*Records for the task:*

━━━━

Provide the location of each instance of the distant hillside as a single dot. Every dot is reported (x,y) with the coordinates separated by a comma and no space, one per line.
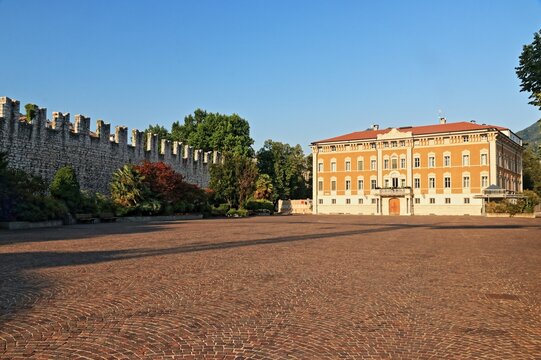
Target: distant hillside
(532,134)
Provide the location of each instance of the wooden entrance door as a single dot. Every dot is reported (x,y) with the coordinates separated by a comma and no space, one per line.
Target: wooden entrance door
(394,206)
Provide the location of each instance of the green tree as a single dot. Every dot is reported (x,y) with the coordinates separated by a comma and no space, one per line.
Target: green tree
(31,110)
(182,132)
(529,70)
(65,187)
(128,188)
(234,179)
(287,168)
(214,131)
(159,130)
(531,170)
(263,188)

━━━━

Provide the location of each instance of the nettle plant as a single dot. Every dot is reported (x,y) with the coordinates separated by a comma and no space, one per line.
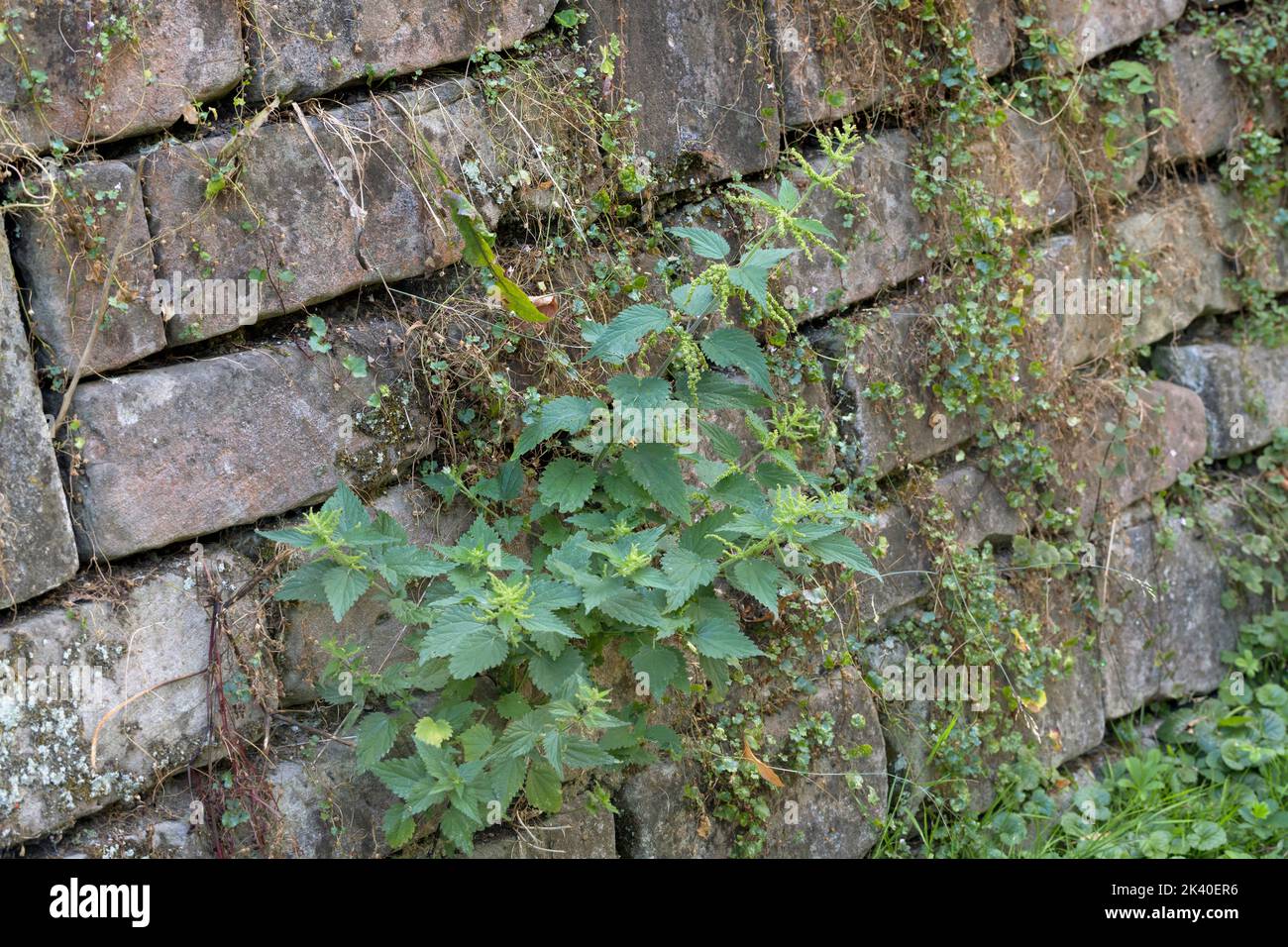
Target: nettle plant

━━━━

*Your instructions:*
Considering the records above, count the lines where the string "nettle" occurs and return that number alone.

*Output of the exercise:*
2